• [To do] Please work out how many lines in the data below contain "tall", and reply with that number alone.

• [Data items]
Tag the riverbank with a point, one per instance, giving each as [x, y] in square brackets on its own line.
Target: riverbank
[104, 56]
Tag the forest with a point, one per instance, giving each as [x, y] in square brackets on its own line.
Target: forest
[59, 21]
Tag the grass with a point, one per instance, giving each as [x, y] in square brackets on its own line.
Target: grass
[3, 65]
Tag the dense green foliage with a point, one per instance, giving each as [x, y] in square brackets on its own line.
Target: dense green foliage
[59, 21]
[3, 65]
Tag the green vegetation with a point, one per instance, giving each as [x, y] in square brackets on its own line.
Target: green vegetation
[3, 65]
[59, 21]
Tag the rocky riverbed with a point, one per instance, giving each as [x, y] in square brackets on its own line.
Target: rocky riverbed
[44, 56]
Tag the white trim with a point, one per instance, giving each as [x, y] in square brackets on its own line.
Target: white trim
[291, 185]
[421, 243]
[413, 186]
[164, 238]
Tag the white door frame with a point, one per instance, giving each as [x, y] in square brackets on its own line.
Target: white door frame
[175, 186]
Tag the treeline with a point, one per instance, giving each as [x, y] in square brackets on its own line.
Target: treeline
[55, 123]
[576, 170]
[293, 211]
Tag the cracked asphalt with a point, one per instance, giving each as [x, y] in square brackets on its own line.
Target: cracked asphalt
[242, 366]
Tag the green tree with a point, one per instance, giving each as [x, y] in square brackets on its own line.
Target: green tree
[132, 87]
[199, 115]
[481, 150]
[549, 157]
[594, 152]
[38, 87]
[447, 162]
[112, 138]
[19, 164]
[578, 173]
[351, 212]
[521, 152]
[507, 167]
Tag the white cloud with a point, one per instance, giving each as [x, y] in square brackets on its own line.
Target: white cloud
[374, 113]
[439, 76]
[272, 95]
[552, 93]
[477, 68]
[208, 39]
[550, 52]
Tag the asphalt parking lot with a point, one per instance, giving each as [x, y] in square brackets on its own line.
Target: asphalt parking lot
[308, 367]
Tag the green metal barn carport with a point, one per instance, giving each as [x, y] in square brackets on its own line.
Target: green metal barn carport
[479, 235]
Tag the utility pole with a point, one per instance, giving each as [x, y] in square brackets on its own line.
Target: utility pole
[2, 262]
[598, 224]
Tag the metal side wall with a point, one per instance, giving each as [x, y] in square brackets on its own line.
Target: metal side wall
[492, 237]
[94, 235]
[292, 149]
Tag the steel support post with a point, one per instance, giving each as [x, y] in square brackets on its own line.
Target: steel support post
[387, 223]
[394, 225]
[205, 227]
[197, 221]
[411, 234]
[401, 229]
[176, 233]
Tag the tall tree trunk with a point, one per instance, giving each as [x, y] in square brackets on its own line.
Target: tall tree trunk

• [Exercise response] 2